◆ Task description
Pick out every line below that contains the string "point", and copy each one. Case counts.

──────── Information provided ────────

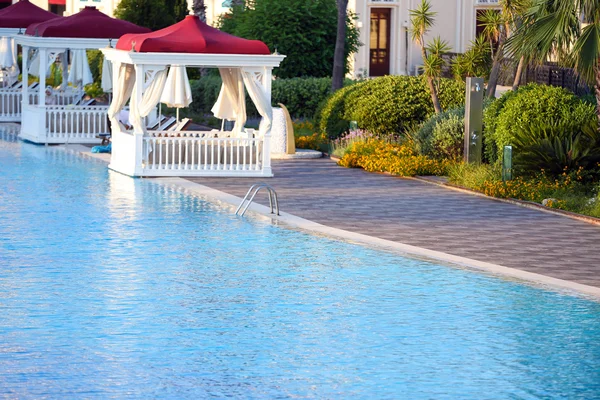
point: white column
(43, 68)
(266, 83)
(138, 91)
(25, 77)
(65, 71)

────────
──────── Information provided ────────

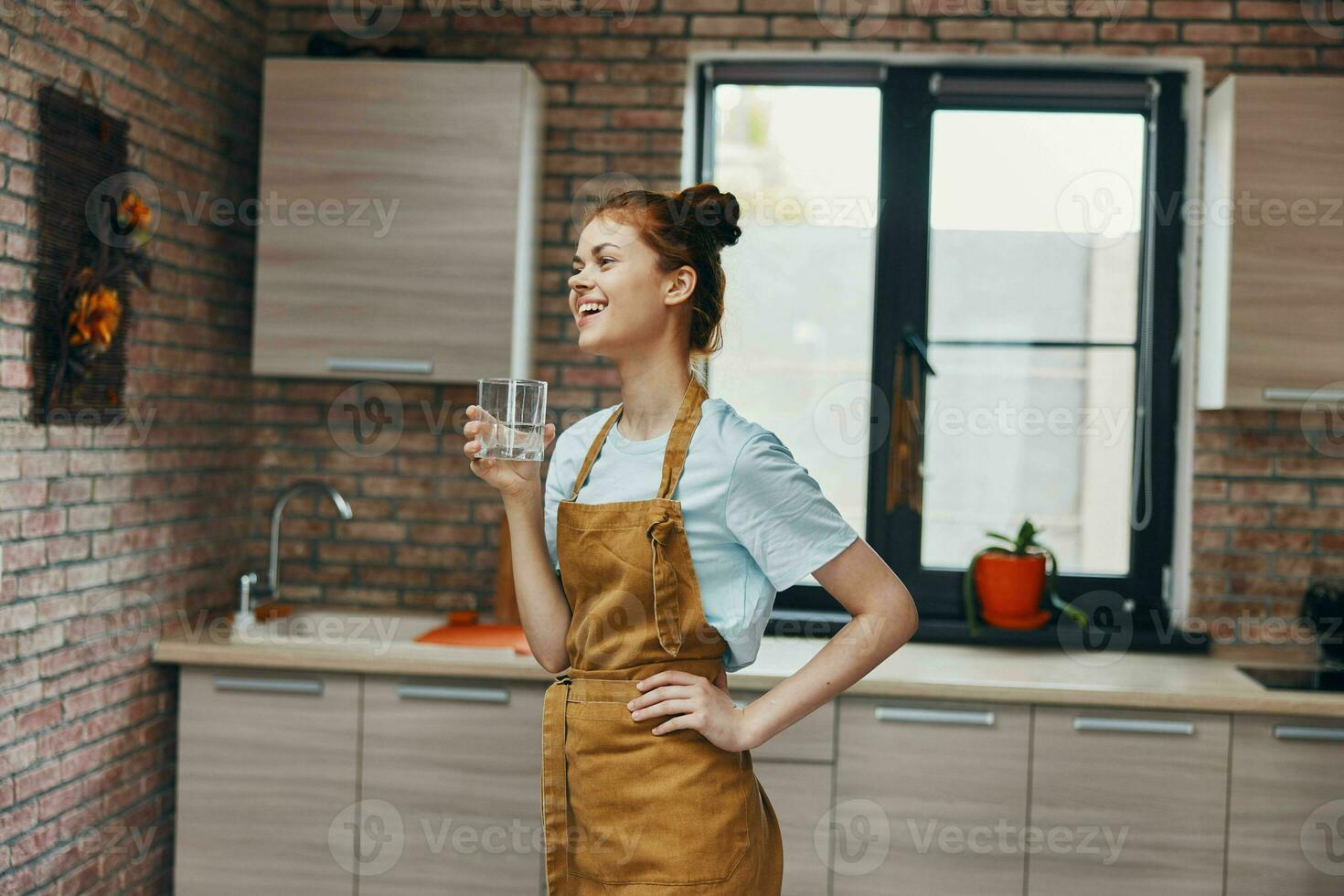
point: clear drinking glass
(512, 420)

────────

◆ Exercise output
point: white column
point: clear drinking glass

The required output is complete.